(Outline labeling records)
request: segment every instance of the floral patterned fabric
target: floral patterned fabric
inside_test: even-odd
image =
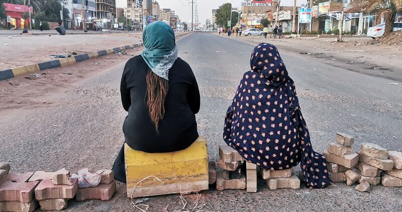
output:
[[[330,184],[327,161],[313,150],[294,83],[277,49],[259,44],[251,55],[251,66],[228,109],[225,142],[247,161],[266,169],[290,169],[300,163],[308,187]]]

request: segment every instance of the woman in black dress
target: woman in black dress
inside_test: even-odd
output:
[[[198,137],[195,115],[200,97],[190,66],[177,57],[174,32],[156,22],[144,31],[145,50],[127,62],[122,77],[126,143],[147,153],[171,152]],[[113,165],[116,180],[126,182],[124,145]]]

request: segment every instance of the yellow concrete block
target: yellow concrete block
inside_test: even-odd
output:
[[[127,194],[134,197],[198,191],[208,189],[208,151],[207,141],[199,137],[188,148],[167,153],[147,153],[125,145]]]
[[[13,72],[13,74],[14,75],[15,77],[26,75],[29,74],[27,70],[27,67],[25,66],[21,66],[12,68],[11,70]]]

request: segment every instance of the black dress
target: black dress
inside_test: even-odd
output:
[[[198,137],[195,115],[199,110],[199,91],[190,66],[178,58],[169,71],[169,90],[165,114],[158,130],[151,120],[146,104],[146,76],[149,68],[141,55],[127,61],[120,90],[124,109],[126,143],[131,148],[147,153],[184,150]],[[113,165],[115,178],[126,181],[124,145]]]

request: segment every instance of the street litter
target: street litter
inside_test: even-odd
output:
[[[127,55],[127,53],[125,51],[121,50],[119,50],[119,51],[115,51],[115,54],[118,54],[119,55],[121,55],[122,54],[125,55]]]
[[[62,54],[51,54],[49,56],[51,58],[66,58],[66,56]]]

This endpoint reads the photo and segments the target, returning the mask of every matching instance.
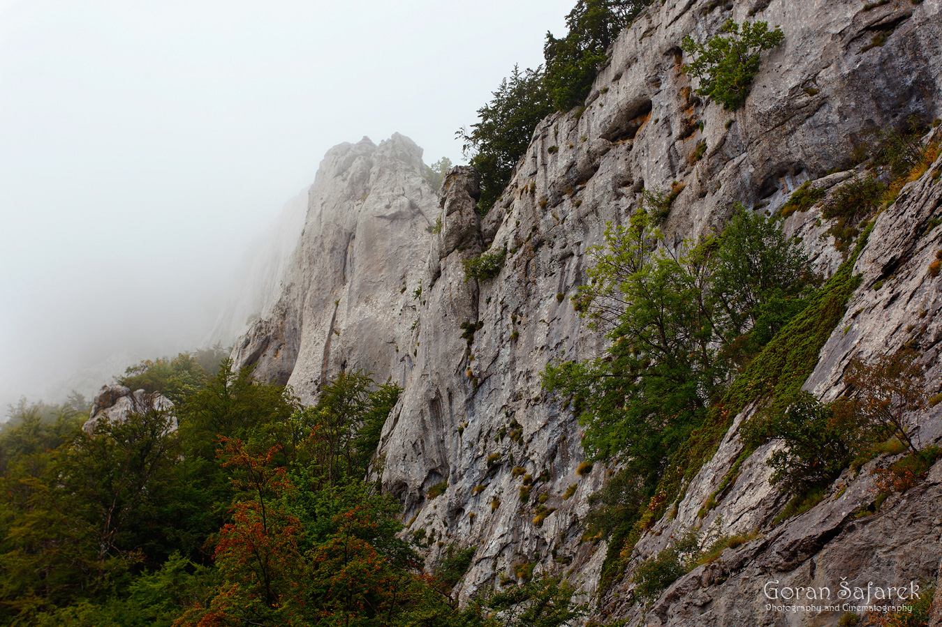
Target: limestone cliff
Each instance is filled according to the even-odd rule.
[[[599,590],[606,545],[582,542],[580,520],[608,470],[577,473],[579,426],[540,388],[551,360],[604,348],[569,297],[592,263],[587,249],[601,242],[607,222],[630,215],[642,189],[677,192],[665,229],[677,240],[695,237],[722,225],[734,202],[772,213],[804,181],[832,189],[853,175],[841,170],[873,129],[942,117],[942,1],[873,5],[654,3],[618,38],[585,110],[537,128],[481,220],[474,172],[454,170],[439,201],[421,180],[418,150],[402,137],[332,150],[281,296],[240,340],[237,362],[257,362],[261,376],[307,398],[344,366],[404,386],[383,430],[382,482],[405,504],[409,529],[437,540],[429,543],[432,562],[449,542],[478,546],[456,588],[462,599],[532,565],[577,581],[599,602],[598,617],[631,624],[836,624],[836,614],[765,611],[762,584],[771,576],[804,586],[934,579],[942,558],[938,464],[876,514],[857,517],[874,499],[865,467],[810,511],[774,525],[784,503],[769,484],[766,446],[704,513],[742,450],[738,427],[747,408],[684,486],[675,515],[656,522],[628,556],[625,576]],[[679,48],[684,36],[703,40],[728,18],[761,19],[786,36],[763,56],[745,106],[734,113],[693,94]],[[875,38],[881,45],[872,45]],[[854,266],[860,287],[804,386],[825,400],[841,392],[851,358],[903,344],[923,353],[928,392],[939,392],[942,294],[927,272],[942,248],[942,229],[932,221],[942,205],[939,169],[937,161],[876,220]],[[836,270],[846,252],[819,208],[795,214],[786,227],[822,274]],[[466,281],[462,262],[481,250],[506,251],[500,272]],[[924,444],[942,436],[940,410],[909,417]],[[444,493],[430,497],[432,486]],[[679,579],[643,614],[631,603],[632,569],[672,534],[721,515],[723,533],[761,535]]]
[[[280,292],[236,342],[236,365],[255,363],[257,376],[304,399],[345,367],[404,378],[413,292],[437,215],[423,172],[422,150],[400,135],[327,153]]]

--

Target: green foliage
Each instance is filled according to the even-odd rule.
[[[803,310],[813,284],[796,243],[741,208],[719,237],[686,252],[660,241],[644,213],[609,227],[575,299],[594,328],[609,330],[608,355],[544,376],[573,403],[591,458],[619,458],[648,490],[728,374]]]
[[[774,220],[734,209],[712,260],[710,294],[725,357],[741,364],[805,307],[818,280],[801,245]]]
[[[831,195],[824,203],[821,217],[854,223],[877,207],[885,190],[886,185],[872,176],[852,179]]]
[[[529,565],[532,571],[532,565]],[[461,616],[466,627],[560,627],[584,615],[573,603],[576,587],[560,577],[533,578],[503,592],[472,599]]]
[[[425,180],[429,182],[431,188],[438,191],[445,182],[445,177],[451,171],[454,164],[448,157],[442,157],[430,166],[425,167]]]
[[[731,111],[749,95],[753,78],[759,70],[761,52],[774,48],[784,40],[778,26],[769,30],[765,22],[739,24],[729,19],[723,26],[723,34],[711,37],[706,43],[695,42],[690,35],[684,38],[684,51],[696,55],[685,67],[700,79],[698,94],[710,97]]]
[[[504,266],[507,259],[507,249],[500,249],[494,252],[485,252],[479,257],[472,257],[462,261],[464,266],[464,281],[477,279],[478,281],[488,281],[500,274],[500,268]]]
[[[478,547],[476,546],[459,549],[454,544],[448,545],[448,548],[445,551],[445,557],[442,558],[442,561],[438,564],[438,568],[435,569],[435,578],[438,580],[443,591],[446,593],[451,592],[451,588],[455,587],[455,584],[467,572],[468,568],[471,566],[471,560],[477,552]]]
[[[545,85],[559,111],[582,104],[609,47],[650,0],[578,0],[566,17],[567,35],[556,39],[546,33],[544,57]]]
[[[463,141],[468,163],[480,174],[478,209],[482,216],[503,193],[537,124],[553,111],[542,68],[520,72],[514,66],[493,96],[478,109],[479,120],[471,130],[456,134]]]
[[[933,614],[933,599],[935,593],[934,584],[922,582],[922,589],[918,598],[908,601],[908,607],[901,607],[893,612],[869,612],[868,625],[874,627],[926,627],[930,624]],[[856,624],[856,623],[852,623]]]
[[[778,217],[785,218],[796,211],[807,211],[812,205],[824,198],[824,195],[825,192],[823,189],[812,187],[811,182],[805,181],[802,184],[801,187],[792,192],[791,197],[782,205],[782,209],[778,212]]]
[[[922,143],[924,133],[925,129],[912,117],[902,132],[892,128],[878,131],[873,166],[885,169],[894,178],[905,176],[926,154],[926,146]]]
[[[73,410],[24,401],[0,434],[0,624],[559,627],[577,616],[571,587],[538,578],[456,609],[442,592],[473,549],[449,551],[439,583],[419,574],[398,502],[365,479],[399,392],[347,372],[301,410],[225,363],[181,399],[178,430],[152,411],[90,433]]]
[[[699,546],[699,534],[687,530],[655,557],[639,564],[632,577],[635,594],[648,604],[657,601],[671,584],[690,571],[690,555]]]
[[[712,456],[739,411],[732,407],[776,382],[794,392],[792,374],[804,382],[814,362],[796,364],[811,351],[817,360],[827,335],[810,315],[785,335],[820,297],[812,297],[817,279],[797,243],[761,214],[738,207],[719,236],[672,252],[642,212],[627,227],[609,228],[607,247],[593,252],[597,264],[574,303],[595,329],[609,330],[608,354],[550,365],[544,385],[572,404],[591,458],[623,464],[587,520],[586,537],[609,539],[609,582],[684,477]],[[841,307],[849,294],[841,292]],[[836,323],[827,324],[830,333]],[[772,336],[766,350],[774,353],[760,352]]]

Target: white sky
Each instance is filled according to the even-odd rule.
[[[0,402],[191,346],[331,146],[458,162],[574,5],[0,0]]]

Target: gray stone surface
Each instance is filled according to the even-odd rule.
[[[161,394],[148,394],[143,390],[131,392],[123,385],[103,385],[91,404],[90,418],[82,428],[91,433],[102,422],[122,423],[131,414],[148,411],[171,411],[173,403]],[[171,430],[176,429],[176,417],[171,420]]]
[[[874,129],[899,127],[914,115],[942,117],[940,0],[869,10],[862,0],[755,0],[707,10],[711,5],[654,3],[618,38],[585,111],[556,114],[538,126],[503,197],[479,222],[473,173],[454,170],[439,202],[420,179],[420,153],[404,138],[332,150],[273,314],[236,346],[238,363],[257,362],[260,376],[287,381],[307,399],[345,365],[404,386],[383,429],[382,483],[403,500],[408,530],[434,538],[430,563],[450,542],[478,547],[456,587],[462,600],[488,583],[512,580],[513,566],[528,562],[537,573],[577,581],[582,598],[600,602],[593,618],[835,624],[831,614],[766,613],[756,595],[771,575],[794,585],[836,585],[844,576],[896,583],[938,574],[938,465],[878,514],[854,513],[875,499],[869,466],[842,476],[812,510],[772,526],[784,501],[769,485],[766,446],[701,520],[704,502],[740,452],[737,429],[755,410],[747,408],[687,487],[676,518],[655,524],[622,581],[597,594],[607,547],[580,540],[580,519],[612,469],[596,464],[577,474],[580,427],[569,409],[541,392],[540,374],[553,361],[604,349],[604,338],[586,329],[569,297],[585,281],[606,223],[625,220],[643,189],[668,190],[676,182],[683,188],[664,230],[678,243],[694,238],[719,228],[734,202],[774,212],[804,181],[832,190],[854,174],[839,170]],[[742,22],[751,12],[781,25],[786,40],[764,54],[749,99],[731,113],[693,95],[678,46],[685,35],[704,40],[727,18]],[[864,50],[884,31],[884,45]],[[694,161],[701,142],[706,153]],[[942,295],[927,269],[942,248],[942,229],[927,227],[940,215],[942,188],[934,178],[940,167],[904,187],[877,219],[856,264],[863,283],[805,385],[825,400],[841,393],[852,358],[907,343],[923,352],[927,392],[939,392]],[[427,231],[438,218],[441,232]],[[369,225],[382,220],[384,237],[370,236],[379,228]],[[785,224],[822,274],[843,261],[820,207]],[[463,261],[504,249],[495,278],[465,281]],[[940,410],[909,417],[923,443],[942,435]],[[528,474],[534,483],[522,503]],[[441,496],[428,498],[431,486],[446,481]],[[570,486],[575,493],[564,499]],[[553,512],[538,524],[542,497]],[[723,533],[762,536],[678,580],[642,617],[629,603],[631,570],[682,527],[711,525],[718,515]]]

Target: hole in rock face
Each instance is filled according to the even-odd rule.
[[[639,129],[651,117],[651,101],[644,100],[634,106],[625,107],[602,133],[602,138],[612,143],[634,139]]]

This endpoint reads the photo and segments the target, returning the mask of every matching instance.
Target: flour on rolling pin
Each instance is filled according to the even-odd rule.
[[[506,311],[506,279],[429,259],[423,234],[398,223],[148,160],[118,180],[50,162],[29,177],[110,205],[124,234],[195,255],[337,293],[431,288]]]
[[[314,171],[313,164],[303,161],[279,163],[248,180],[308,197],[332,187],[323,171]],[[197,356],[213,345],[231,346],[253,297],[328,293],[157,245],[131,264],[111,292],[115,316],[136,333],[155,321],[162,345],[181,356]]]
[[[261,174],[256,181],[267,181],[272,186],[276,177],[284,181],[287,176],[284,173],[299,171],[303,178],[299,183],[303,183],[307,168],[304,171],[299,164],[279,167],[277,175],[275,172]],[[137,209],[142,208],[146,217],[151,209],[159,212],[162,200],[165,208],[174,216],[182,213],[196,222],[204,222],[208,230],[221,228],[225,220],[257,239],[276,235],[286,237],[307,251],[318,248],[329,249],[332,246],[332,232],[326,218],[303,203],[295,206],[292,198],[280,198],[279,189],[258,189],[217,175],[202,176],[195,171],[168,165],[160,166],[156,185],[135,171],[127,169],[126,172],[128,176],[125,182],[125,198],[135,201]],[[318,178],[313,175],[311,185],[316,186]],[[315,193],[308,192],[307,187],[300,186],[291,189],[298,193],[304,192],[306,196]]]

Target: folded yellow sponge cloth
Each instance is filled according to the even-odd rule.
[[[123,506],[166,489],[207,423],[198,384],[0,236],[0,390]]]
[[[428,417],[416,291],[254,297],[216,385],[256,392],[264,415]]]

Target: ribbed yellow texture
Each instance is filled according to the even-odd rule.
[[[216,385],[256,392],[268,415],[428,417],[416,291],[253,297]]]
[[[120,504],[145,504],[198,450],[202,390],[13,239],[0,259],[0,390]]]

--

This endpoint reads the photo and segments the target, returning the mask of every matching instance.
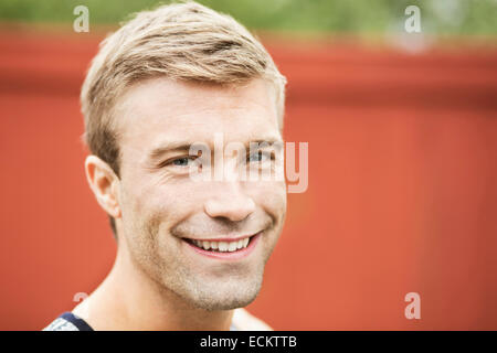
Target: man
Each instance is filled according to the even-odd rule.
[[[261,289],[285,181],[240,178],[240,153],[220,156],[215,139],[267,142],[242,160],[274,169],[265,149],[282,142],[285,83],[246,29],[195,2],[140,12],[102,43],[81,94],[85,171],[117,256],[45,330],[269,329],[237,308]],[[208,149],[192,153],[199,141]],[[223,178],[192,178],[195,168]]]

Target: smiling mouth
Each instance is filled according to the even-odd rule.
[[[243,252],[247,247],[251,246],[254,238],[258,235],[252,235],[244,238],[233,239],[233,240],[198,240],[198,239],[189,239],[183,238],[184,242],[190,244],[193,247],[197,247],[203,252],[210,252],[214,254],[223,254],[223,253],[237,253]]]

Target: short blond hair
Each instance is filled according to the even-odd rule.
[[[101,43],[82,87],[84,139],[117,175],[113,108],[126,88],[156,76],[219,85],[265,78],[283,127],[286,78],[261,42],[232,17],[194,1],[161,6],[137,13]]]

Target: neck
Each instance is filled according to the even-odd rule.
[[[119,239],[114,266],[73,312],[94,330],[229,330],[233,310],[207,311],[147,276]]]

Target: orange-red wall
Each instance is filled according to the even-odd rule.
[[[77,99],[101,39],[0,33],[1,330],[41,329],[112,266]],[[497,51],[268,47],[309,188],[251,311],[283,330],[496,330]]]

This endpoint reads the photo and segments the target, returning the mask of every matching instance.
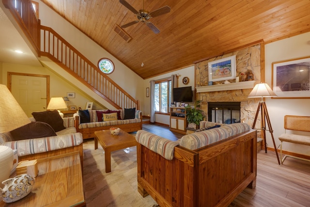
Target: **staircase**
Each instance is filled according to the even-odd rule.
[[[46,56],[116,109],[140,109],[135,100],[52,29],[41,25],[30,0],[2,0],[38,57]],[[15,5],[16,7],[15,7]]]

* _Directions_: Copy the lines verbatim, beginning with the line that contains "request: segment every instance of the street" and ending with the line that contains "[[[62,54],[51,54],[49,56],[51,58],[66,58],[66,56]]]".

* _Task solution_:
request: segment every instance of the street litter
target: street litter
inside_test: even-odd
output:
[[[127,55],[127,53],[125,51],[121,50],[119,50],[119,51],[115,51],[115,54],[118,54],[119,55],[121,55],[122,54],[125,55]]]
[[[62,54],[51,54],[49,56],[51,58],[66,58],[66,56]]]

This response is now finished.